┌──

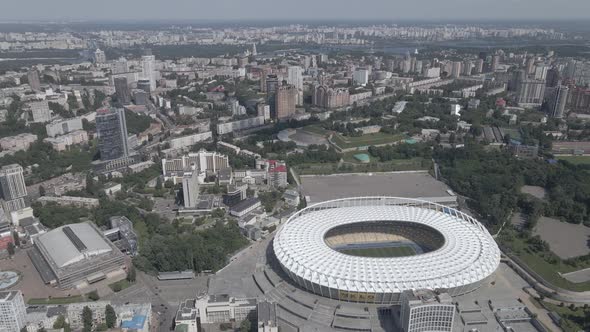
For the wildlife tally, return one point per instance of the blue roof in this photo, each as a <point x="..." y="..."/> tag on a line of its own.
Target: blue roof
<point x="136" y="322"/>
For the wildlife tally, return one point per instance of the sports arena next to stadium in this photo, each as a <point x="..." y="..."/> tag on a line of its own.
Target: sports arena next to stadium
<point x="371" y="249"/>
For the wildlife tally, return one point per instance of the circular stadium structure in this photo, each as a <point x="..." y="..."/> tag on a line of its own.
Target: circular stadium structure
<point x="371" y="249"/>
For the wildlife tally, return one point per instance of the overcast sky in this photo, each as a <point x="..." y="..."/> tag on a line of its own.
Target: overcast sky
<point x="293" y="9"/>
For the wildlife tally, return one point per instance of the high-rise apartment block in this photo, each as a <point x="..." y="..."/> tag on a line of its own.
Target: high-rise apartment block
<point x="148" y="70"/>
<point x="190" y="189"/>
<point x="424" y="310"/>
<point x="33" y="78"/>
<point x="12" y="182"/>
<point x="40" y="111"/>
<point x="285" y="101"/>
<point x="12" y="311"/>
<point x="111" y="128"/>
<point x="122" y="90"/>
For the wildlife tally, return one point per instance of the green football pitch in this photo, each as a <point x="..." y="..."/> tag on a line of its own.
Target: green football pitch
<point x="380" y="252"/>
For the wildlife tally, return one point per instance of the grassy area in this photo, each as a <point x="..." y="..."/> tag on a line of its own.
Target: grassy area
<point x="120" y="285"/>
<point x="571" y="320"/>
<point x="365" y="140"/>
<point x="381" y="252"/>
<point x="577" y="160"/>
<point x="549" y="271"/>
<point x="315" y="129"/>
<point x="57" y="300"/>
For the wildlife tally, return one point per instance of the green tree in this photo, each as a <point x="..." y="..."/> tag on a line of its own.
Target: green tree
<point x="87" y="319"/>
<point x="131" y="274"/>
<point x="10" y="249"/>
<point x="110" y="316"/>
<point x="93" y="296"/>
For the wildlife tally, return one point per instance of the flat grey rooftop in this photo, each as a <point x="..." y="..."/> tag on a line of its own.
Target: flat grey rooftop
<point x="417" y="184"/>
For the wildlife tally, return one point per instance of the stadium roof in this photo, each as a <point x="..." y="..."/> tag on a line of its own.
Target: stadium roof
<point x="69" y="244"/>
<point x="468" y="255"/>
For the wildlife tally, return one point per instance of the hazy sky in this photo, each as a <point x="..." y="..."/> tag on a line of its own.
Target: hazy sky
<point x="294" y="9"/>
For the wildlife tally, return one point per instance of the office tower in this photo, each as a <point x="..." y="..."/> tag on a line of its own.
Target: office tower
<point x="495" y="62"/>
<point x="570" y="70"/>
<point x="361" y="76"/>
<point x="530" y="66"/>
<point x="12" y="182"/>
<point x="295" y="77"/>
<point x="553" y="77"/>
<point x="12" y="311"/>
<point x="455" y="69"/>
<point x="99" y="56"/>
<point x="556" y="100"/>
<point x="272" y="83"/>
<point x="120" y="66"/>
<point x="286" y="98"/>
<point x="190" y="188"/>
<point x="145" y="85"/>
<point x="424" y="310"/>
<point x="34" y="81"/>
<point x="478" y="67"/>
<point x="148" y="70"/>
<point x="40" y="111"/>
<point x="122" y="91"/>
<point x="467" y="67"/>
<point x="528" y="91"/>
<point x="111" y="129"/>
<point x="541" y="72"/>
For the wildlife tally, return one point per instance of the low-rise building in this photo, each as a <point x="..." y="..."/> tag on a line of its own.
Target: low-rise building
<point x="244" y="207"/>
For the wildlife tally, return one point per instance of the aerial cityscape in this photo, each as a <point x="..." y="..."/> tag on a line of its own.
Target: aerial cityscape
<point x="221" y="170"/>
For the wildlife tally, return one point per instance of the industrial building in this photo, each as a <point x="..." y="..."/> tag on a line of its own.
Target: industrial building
<point x="75" y="255"/>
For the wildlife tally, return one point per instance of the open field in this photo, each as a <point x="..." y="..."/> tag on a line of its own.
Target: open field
<point x="549" y="271"/>
<point x="381" y="252"/>
<point x="365" y="140"/>
<point x="577" y="160"/>
<point x="403" y="184"/>
<point x="565" y="240"/>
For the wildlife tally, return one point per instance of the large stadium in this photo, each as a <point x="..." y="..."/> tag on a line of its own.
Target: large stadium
<point x="370" y="249"/>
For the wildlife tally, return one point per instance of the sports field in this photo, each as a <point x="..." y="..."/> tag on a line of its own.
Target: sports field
<point x="380" y="252"/>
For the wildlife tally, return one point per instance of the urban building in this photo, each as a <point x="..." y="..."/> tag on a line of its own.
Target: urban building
<point x="99" y="56"/>
<point x="556" y="100"/>
<point x="229" y="127"/>
<point x="12" y="182"/>
<point x="122" y="90"/>
<point x="76" y="255"/>
<point x="244" y="207"/>
<point x="360" y="76"/>
<point x="286" y="99"/>
<point x="326" y="97"/>
<point x="40" y="111"/>
<point x="111" y="128"/>
<point x="202" y="161"/>
<point x="63" y="126"/>
<point x="63" y="142"/>
<point x="190" y="189"/>
<point x="276" y="173"/>
<point x="425" y="310"/>
<point x="267" y="317"/>
<point x="186" y="141"/>
<point x="148" y="70"/>
<point x="34" y="81"/>
<point x="12" y="311"/>
<point x="223" y="308"/>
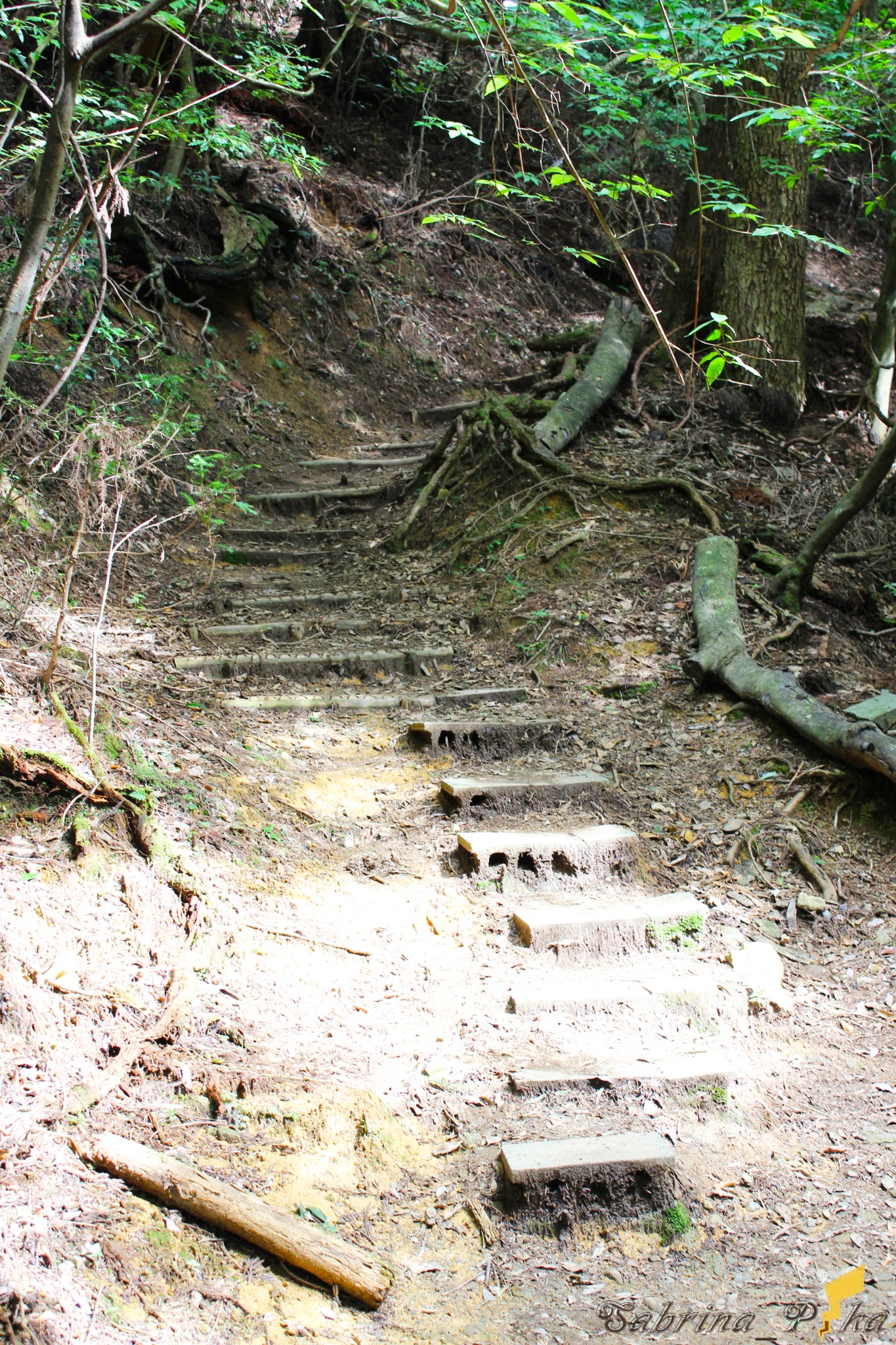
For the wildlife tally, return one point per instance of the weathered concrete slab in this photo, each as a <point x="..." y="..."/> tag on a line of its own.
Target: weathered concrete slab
<point x="285" y="630"/>
<point x="288" y="536"/>
<point x="517" y="791"/>
<point x="291" y="600"/>
<point x="598" y="930"/>
<point x="550" y="857"/>
<point x="878" y="709"/>
<point x="657" y="994"/>
<point x="616" y="1176"/>
<point x="673" y="1072"/>
<point x="360" y="464"/>
<point x="285" y="502"/>
<point x="482" y="694"/>
<point x="484" y="738"/>
<point x="326" y="703"/>
<point x="273" y="557"/>
<point x="612" y="929"/>
<point x="344" y="662"/>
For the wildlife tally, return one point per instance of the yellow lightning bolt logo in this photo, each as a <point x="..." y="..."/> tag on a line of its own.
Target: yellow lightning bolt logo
<point x="852" y="1282"/>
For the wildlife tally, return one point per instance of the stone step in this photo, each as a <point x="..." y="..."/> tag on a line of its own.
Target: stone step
<point x="657" y="992"/>
<point x="612" y="929"/>
<point x="485" y="738"/>
<point x="286" y="502"/>
<point x="359" y="463"/>
<point x="512" y="793"/>
<point x="548" y="857"/>
<point x="345" y="662"/>
<point x="296" y="537"/>
<point x="274" y="557"/>
<point x="617" y="1176"/>
<point x="484" y="695"/>
<point x="286" y="630"/>
<point x="337" y="701"/>
<point x="303" y="600"/>
<point x="673" y="1072"/>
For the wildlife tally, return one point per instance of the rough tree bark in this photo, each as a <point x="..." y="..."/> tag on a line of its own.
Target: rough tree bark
<point x="757" y="283"/>
<point x="721" y="653"/>
<point x="75" y="50"/>
<point x="177" y="155"/>
<point x="599" y="378"/>
<point x="883" y="346"/>
<point x="794" y="580"/>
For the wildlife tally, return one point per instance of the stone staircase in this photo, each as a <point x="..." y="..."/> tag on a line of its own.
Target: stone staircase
<point x="621" y="998"/>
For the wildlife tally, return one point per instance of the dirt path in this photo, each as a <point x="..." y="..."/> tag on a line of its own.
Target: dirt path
<point x="366" y="993"/>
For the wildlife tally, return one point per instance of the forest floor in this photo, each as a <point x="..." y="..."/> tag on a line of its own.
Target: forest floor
<point x="344" y="1047"/>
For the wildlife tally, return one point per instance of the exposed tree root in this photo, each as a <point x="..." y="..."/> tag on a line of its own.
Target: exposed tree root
<point x="492" y="436"/>
<point x="721" y="653"/>
<point x="797" y="576"/>
<point x="598" y="382"/>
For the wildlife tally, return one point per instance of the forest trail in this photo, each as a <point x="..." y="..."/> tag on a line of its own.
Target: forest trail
<point x="485" y="942"/>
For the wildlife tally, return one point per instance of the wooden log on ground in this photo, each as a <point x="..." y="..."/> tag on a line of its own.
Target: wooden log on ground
<point x="297" y="1242"/>
<point x="721" y="653"/>
<point x="598" y="382"/>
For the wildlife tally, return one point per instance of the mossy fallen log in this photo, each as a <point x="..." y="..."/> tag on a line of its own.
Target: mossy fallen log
<point x="721" y="654"/>
<point x="598" y="382"/>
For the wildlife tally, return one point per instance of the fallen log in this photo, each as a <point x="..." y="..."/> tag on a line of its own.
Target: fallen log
<point x="599" y="378"/>
<point x="721" y="654"/>
<point x="297" y="1242"/>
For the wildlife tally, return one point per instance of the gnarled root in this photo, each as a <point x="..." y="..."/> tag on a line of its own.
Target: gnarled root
<point x="721" y="654"/>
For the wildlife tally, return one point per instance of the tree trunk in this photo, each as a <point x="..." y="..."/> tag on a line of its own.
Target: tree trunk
<point x="178" y="148"/>
<point x="723" y="654"/>
<point x="757" y="283"/>
<point x="792" y="583"/>
<point x="75" y="50"/>
<point x="42" y="209"/>
<point x="883" y="345"/>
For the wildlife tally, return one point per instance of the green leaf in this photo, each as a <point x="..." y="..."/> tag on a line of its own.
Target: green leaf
<point x="714" y="369"/>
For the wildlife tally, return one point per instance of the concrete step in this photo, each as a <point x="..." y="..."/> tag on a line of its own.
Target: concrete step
<point x="291" y="502"/>
<point x="609" y="929"/>
<point x="297" y="600"/>
<point x="548" y="858"/>
<point x="675" y="1072"/>
<point x="485" y="738"/>
<point x="274" y="557"/>
<point x="408" y="698"/>
<point x="653" y="990"/>
<point x="512" y="793"/>
<point x="345" y="662"/>
<point x="359" y="464"/>
<point x="608" y="1176"/>
<point x="293" y="537"/>
<point x="286" y="630"/>
<point x="482" y="695"/>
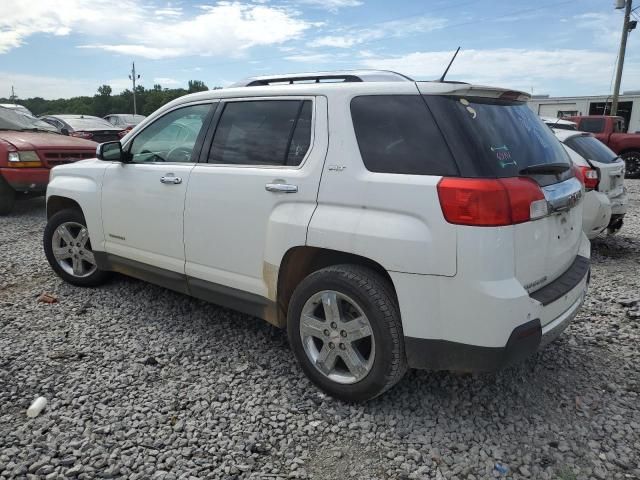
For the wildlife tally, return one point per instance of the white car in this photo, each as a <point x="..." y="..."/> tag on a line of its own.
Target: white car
<point x="385" y="223"/>
<point x="602" y="172"/>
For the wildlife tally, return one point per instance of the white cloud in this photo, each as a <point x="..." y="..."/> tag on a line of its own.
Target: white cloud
<point x="604" y="27"/>
<point x="21" y="19"/>
<point x="311" y="58"/>
<point x="47" y="87"/>
<point x="348" y="38"/>
<point x="563" y="71"/>
<point x="166" y="81"/>
<point x="331" y="5"/>
<point x="221" y="29"/>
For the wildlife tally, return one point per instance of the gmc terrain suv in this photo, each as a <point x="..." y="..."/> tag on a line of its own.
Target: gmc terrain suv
<point x="386" y="223"/>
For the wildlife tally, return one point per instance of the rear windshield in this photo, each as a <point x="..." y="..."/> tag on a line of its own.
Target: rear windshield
<point x="563" y="126"/>
<point x="492" y="137"/>
<point x="591" y="148"/>
<point x="89" y="123"/>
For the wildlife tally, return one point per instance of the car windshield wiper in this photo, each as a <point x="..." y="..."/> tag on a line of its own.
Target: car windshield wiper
<point x="36" y="129"/>
<point x="545" y="168"/>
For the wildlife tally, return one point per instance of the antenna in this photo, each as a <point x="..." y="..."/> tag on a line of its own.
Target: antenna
<point x="449" y="66"/>
<point x="133" y="77"/>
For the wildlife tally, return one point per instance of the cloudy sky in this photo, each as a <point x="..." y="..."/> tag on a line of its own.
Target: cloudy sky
<point x="69" y="47"/>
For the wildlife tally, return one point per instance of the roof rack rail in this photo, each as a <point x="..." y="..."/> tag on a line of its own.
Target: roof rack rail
<point x="325" y="77"/>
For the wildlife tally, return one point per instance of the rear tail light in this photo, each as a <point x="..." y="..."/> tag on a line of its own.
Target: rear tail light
<point x="491" y="202"/>
<point x="81" y="134"/>
<point x="588" y="176"/>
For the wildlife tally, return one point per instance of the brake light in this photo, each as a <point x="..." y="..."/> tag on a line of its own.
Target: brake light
<point x="491" y="202"/>
<point x="81" y="134"/>
<point x="588" y="176"/>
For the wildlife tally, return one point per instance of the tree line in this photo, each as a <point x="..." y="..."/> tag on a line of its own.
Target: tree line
<point x="104" y="102"/>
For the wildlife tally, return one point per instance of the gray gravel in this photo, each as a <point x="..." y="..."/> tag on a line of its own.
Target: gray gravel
<point x="146" y="383"/>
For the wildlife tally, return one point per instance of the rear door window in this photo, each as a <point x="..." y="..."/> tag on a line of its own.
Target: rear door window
<point x="263" y="132"/>
<point x="591" y="148"/>
<point x="397" y="134"/>
<point x="494" y="138"/>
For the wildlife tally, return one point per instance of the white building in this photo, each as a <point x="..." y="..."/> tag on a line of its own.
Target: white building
<point x="628" y="107"/>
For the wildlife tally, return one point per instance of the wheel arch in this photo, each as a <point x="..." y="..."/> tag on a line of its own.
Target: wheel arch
<point x="299" y="262"/>
<point x="56" y="203"/>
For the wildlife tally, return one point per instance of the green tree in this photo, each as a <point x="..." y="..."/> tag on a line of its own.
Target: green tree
<point x="197" y="86"/>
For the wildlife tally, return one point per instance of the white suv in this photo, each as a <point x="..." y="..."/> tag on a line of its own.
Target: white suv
<point x="386" y="223"/>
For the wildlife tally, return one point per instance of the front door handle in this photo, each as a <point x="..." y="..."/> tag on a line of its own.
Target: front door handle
<point x="281" y="188"/>
<point x="171" y="180"/>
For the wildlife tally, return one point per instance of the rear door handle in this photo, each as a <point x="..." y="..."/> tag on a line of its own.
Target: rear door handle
<point x="171" y="180"/>
<point x="281" y="188"/>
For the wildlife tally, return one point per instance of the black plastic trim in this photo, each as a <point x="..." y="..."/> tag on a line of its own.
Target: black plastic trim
<point x="564" y="283"/>
<point x="431" y="354"/>
<point x="235" y="299"/>
<point x="141" y="271"/>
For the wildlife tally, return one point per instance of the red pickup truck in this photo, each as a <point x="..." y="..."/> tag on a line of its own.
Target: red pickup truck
<point x="611" y="132"/>
<point x="28" y="151"/>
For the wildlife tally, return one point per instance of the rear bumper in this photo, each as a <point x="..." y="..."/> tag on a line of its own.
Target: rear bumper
<point x="560" y="301"/>
<point x="596" y="213"/>
<point x="619" y="204"/>
<point x="26" y="179"/>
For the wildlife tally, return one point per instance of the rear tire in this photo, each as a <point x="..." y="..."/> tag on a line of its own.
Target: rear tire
<point x="345" y="330"/>
<point x="632" y="164"/>
<point x="67" y="247"/>
<point x="7" y="197"/>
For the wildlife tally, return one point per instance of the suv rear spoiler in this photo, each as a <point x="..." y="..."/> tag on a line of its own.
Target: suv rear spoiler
<point x="467" y="90"/>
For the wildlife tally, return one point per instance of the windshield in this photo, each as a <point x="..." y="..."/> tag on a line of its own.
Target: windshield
<point x="88" y="123"/>
<point x="591" y="148"/>
<point x="494" y="138"/>
<point x="16" y="120"/>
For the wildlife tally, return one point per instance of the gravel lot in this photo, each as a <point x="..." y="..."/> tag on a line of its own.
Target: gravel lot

└──

• **THE TASK**: Begin with the line containing "the suv rear" and repeat each line exactly until the records above end.

• **FINAL RESULT**:
For the wildlife tally, return one point per instance of the suv rear spoiler in this photo, each as a <point x="..." y="..."/> tag on a line of its own.
Target: suv rear spoiler
<point x="467" y="90"/>
For the wildlife tally, return one point per instance of the windshield in this photo, each as a <point x="..." y="..."/> tag on a line of its own.
Target: windshield
<point x="88" y="123"/>
<point x="591" y="148"/>
<point x="494" y="138"/>
<point x="16" y="120"/>
For the wildlife tally, return one point per instance of the gravel lot in this photo, each as a <point x="..." y="..."/> tag on a line of its own.
Target: gravel lot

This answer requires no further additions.